# PROMPT:
Collect every line below that contains the string "stem" and copy each one in full.

* begin DATA *

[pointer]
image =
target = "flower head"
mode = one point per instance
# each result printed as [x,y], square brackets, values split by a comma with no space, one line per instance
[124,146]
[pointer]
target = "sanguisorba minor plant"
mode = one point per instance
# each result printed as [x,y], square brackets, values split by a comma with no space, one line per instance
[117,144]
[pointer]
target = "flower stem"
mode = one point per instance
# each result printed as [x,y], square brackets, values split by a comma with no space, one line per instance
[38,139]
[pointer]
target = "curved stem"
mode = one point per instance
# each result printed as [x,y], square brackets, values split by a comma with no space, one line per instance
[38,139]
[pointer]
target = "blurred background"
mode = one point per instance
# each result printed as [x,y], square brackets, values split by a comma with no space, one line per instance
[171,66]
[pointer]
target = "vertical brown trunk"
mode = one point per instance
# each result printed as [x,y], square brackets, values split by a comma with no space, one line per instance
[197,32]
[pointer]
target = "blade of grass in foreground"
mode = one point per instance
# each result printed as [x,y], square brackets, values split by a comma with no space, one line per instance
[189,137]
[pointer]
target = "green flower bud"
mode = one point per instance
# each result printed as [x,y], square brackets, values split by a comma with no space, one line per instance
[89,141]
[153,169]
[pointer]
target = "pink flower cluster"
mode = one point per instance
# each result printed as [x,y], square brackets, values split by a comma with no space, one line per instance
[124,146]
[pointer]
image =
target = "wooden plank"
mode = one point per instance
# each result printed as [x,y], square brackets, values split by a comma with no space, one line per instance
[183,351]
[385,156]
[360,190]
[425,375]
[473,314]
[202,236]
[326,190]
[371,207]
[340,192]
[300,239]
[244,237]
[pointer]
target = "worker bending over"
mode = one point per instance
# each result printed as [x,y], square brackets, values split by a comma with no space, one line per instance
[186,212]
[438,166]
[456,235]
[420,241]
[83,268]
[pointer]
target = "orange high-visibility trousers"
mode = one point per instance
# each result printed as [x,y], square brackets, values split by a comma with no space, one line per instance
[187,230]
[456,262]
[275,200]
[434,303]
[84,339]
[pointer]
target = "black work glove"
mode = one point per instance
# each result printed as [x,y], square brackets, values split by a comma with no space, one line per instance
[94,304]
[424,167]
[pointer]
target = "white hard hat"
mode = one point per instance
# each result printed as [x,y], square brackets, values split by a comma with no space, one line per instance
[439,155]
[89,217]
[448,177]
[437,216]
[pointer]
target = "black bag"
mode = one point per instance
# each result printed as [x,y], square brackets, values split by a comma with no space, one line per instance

* end DATA *

# EXERCISE OUTPUT:
target = "flower stem"
target = "curved stem"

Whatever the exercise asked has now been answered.